**Problem set**.
- 1) According to the news report on Nazanin Zaghari-Ratcliffe, how long a prison sentence did she receive?
- 2) Pick up the news report on Nazanin Zaghari-Ratcliffe after its last sentence and carry it on.

**Document extract**.
- - - - -

Detained charity worker Nazanin Zaghari-Ratcliffe said she is being harassed by Iran's Islamic Revolutionary Guard Corps while awaiting a second trial under house arrest at her parents' home in Tehran.
Ms Zaghari-Ratcliffe filed a report to prosecutors in the Iranian capital alleging officers from the IRGC had turned up at the house and accused her of breaking the electronic tag she was fitted with after her temporary release from prison in March, The Guardian reported.
Her complaint was also sent to Britain's foreign ministry.
Ms Zaghari-Ratcliffe said that the IRGC did not have the authority to monitor her movements as a prisoner.
A dual British-Iranian citizen, Ms Zaghari-Ratcliffe has been detained in Iran since April, 2016. She was sentenced to five years in prison after being found guilty of plotting to topple the Iranian government.

- - - - -

**Excerpted records**.
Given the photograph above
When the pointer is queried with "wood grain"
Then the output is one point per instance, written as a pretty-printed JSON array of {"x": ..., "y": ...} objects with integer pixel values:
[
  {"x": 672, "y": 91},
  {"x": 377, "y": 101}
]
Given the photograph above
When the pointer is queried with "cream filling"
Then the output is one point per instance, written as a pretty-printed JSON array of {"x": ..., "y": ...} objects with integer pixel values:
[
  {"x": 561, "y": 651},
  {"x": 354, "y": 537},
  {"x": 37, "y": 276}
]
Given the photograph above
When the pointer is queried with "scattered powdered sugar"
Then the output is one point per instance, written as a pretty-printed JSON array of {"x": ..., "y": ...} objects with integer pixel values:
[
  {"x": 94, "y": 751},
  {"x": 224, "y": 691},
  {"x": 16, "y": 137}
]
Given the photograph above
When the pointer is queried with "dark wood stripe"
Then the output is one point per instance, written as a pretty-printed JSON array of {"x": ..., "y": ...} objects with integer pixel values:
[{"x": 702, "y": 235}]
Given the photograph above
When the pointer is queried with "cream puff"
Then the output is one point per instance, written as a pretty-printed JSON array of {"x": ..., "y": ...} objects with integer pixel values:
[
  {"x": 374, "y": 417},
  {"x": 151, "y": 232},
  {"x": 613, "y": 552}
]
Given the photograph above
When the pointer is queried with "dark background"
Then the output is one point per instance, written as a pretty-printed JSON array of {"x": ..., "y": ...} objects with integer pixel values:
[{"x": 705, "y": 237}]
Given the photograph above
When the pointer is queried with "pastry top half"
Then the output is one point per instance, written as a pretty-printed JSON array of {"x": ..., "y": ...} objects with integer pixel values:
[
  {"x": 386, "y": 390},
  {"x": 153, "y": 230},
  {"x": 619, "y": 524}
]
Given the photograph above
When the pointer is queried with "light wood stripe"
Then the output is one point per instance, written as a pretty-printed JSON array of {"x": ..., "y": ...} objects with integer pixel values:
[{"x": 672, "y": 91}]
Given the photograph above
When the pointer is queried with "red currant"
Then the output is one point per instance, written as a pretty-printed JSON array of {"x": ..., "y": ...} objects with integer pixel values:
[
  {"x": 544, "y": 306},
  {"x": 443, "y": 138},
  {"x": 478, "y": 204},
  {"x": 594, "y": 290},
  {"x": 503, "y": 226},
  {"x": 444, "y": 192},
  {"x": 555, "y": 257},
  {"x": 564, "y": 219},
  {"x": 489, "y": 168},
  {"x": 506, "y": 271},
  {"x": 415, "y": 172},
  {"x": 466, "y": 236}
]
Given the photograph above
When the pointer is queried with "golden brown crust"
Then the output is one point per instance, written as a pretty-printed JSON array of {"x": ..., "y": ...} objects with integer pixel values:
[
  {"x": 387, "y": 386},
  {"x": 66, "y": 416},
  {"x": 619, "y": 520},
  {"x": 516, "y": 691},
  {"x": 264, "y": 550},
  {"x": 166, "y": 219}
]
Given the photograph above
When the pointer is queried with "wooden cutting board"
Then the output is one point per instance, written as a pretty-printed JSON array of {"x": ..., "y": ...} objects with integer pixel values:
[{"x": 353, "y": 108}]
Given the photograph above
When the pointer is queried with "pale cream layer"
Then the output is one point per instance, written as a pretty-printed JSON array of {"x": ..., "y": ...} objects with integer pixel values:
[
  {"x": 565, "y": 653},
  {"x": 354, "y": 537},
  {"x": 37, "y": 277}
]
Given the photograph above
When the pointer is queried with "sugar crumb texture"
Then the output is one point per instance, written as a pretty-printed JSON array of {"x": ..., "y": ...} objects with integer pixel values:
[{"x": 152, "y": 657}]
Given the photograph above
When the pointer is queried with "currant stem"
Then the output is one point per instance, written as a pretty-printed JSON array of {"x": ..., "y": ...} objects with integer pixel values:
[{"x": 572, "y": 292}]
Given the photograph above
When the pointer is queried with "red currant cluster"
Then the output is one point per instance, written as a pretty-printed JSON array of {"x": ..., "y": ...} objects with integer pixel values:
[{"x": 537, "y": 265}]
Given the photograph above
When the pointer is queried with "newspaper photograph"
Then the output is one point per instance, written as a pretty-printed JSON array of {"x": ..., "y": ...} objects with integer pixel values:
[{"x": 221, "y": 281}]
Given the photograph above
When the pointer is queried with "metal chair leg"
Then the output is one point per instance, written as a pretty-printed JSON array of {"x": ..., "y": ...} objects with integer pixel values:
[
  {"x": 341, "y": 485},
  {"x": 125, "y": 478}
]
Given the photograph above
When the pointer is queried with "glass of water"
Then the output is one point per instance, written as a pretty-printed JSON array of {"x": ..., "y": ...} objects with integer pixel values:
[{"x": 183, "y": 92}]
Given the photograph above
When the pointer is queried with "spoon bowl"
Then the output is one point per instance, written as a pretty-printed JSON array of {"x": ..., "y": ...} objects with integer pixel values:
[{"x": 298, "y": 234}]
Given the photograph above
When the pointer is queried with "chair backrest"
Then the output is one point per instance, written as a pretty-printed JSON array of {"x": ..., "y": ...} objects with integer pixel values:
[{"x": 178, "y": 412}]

- - - - -

**Responses**.
- 1) Five years.

- 2)
Ms Zaghari-Ratcliffe, who worked for the Thomson Reuters Foundation – the media organisation's philanthropic arm – denied the charges. She was released temporarily from Tehran's notorious Evin prison on March 17 because of the coronavirus crisis.
Earlier this month, Tehran abruptly postponed a new trial Ms Zaghari-Ratcliffe was facing for allegedly spreading propaganda against the regime.
Her husband Richard Ratcliffe said it was increasingly clear she was being held as a hostage against a long-standing UK debt to Iran.
The debt dates back more than 40 years to when the shah of Iran paid Britain £400 million (Dh1.8 billion) for 1,500 Chieftain tanks.
When the shah was overthrown in 1979, Britain refused to deliver the tanks to the new regime but kept the money.
British Prime Minister Boris Johnson's spokesman said earlier this month that the government was raising concerns with Iran at the highest levels, calling the new charges indefensible and unacceptable.